▶ ESTRATTO DEL DOCUMENTO:

————————

Il tasso di disoccupazione giovanile nella metropoli è salito al 22% e le nuove generazioni avranno sempre maggiore difficoltà a trovare lavoro rispetto al resto della popolazione. Inoltre il clima di incertezza, le chiusure, la limitata attività di molti settori produttivi, i maggiori carichi familiari, le limitazioni agli spostamenti e, in generale, tutte le difficoltà emerse nel corso del Covid hanno sicuramente alimentato una spirale di sfiducia e ingrossato le fila di quanti, dopo aver perso un impiego, hanno rinunciato a cercarne uno nuovo. E’ quanto emerge, fra l’altro, da un’analisi del Centro studi di Assolombarda diffuso alla stampa.

In tanti rinunciano a cercare una nuova occupazione

La maggiore perdita d’impieghi si è verificata nei comparti che hanno riscontrato più flessioni in termini di fatturato e attività: sono calati di 18 mila unità gli occupati nei settori dell’attività commerciale fra cui alberghi e ristoranti e si registrano meno 9 mila addetti nell’attività dei servizi. La grande differenza nell’impatto di questa crisi sul mercato del lavoro è che – sottolinea la ricerca – in termini globali la diminuzione dell’occupazione si accompagna con una riduzione della disoccupazione: sono oltre 4 mila in meno i disoccupati nel capoluogo lombardo, con una conseguente discesa del tasso di disoccupazione al 5,7% (dal 5,9% nel 2019).  Diminuzione degli occupati e al contempo dei disoccupati sono solo apparentemente in contraddizione: questo avviene quando aumentano gli inattivi, quasi 50 mila in più nel 2020 che scoraggiati rinunciano a cercare una nuova occupazione. Nel 2009, invece, la perdita di occupazione si era quasi totalmente tradotta in disoccupazione.

————————

▶ DATI FORNITI:
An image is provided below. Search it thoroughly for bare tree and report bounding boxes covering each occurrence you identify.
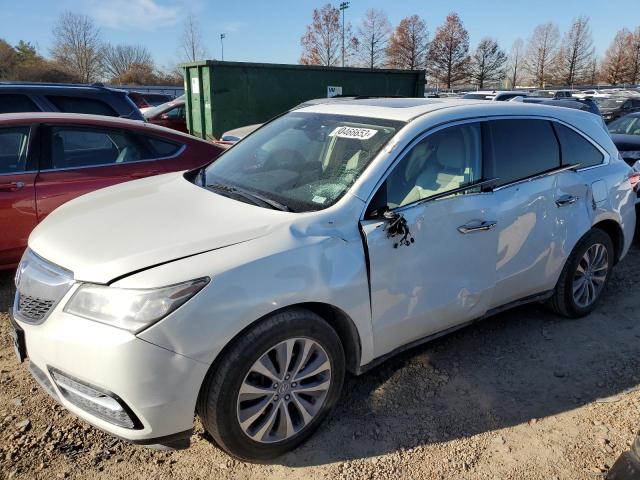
[386,15,429,70]
[558,15,595,85]
[469,37,507,88]
[429,12,470,88]
[300,3,352,66]
[629,27,640,83]
[179,15,208,62]
[525,22,560,88]
[587,54,600,85]
[507,38,524,88]
[102,45,154,78]
[356,8,391,68]
[602,28,632,85]
[0,38,18,80]
[51,12,102,83]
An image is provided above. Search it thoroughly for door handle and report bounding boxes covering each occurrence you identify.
[556,194,578,208]
[0,182,24,192]
[458,222,498,234]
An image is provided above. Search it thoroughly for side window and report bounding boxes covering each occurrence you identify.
[485,120,560,186]
[47,95,118,117]
[0,127,30,174]
[382,123,482,208]
[165,106,186,120]
[0,93,40,113]
[145,137,182,158]
[51,127,153,168]
[554,123,604,168]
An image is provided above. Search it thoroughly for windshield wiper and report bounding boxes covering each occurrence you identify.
[207,183,293,212]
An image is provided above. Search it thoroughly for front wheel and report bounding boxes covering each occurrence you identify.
[198,309,345,461]
[550,228,614,318]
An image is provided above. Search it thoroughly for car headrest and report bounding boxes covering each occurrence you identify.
[437,137,465,171]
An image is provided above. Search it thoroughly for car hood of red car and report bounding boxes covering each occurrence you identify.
[29,173,295,284]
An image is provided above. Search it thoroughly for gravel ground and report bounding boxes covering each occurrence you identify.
[0,237,640,480]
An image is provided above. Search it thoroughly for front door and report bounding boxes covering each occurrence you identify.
[0,125,38,269]
[361,123,498,355]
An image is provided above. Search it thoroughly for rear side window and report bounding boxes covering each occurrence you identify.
[51,127,154,169]
[485,120,560,185]
[145,137,182,157]
[0,127,30,174]
[47,95,118,117]
[0,94,40,113]
[554,123,604,168]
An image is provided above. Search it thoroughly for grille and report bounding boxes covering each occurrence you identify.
[18,295,54,322]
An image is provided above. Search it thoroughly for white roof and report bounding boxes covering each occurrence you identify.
[297,98,487,122]
[297,98,595,122]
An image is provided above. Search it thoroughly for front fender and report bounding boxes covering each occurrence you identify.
[114,229,373,365]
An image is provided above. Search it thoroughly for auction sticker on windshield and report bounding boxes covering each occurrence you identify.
[329,126,378,140]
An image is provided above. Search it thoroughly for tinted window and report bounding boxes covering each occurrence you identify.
[47,95,118,117]
[0,127,29,173]
[146,137,182,157]
[51,127,153,168]
[485,120,560,185]
[164,106,186,120]
[382,124,482,208]
[554,123,604,168]
[0,94,40,113]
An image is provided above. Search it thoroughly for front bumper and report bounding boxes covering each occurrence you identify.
[12,300,208,444]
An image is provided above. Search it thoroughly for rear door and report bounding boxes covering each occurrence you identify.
[36,125,160,220]
[0,125,38,269]
[484,118,585,308]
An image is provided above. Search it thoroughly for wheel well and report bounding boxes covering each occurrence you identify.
[298,302,362,373]
[593,220,624,263]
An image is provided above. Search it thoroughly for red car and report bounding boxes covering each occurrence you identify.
[142,95,189,133]
[0,112,224,269]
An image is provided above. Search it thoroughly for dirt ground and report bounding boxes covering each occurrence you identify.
[0,241,640,480]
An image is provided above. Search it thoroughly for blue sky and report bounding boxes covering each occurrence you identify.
[0,0,640,70]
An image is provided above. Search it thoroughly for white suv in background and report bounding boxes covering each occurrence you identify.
[8,98,635,460]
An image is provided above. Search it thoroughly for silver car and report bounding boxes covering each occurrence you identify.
[13,98,636,460]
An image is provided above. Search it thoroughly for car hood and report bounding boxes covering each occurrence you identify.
[29,173,295,283]
[611,133,640,152]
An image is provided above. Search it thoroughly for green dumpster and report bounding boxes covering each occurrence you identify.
[181,60,425,139]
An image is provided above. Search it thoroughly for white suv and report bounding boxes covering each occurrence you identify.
[13,98,635,460]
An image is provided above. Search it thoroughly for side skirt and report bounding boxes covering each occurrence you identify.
[355,290,553,375]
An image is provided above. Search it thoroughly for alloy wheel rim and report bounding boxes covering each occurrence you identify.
[573,243,609,308]
[236,337,331,443]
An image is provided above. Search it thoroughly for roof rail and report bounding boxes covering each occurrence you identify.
[0,80,110,90]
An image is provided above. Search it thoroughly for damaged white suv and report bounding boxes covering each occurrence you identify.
[13,99,635,460]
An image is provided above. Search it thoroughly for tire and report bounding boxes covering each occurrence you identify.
[549,228,615,318]
[197,308,345,461]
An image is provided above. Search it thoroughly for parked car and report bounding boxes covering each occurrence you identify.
[596,97,640,123]
[0,82,144,120]
[522,97,601,116]
[0,113,222,269]
[144,95,189,133]
[13,98,635,460]
[462,90,529,102]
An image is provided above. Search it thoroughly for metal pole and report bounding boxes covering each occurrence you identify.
[340,2,349,67]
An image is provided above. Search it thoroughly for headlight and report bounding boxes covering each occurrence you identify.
[64,278,209,333]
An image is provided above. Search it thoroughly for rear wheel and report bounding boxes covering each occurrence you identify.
[550,228,614,318]
[198,309,345,460]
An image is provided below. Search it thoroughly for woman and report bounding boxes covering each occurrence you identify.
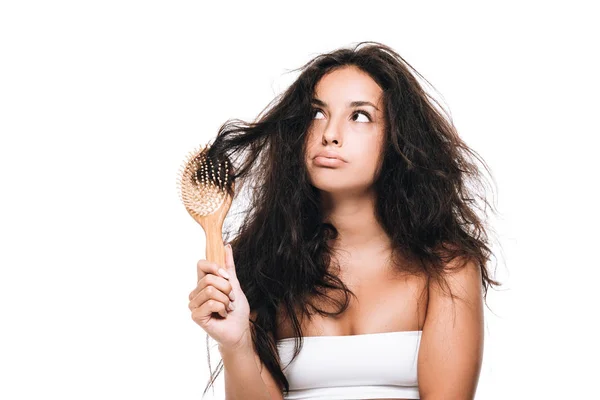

————————

▶ CONSEGNA: Riporta per intero il testo sulla disoccupazione giovanile, senza cambiarne nulla. Per rispondere basati soltanto sul testo.

▶ SOLUZIONE:
Il tasso di disoccupazione giovanile nella metropoli è salito al 22% e le nuove generazioni avranno sempre maggiore difficoltà a trovare lavoro rispetto al resto della popolazione. Inoltre il clima di incertezza, le chiusure, la limitata attività di molti settori produttivi, i maggiori carichi familiari, le limitazioni agli spostamenti e, in generale, tutte le difficoltà emerse nel corso del Covid hanno sicuramente alimentato una spirale di sfiducia e ingrossato le fila di quanti, dopo aver perso un impiego, hanno rinunciato a cercarne uno nuovo. E’ quanto emerge, fra l’altro, da un’analisi del Centro studi di Assolombarda diffuso alla stampa.

In tanti rinunciano a cercare una nuova occupazione

La maggiore perdita d’impieghi si è verificata nei comparti che hanno riscontrato più flessioni in termini di fatturato e attività: sono calati di 18 mila unità gli occupati nei settori dell’attività commerciale fra cui alberghi e ristoranti e si registrano meno 9 mila addetti nell’attività dei servizi. La grande differenza nell’impatto di questa crisi sul mercato del lavoro è che – sottolinea la ricerca – in termini globali la diminuzione dell’occupazione si accompagna con una riduzione della disoccupazione: sono oltre 4 mila in meno i disoccupati nel capoluogo lombardo, con una conseguente discesa del tasso di disoccupazione al 5,7% (dal 5,9% nel 2019).  Diminuzione degli occupati e al contempo dei disoccupati sono solo apparentemente in contraddizione: questo avviene quando aumentano gli inattivi, quasi 50 mila in più nel 2020 che scoraggiati rinunciano a cercare una nuova occupazione. Nel 2009, invece, la perdita di occupazione si era quasi totalmente tradotta in disoccupazione.